[Start of MATERIAL FOR THIS TASK]

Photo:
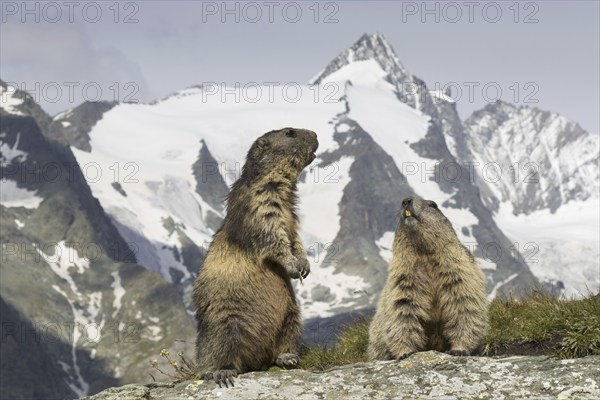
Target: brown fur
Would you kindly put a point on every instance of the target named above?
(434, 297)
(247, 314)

[End of MATERIAL FOR THIS TASK]
[Start of MATERIAL FOR THIS TASK]

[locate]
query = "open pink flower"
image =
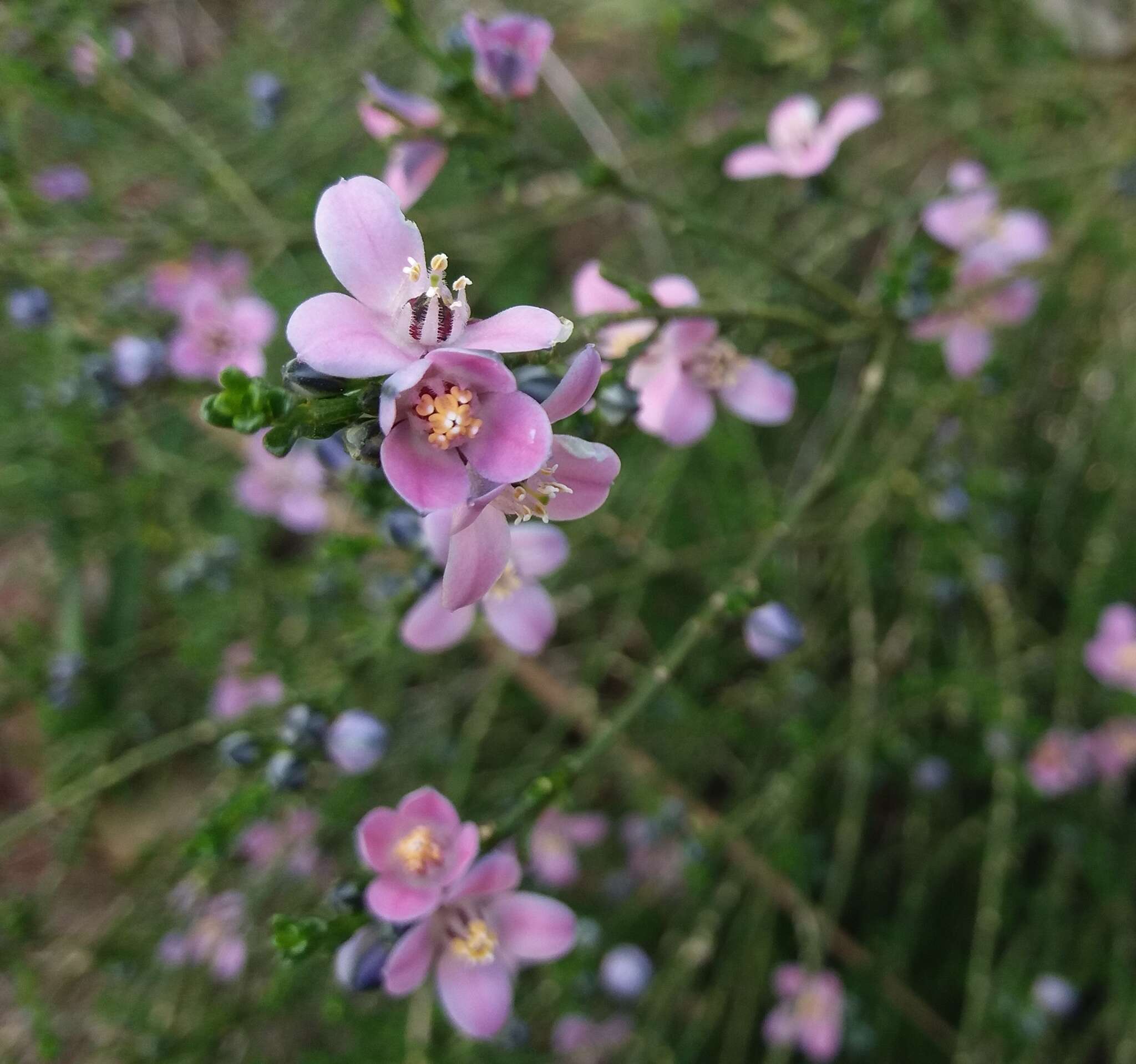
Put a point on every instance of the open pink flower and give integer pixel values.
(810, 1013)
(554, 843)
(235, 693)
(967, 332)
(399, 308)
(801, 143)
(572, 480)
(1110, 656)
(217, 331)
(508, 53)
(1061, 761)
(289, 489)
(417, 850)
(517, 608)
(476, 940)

[End of MATERIAL FOR THIS TASK]

(WHAT THE TASK REQUIRES): Pull out every line of the records above that contains the word "open", copying each one in full.

(RIGHT ANSWER):
query = "open pink flower"
Put a point on every instance of the open pink flower and give integer pixel values.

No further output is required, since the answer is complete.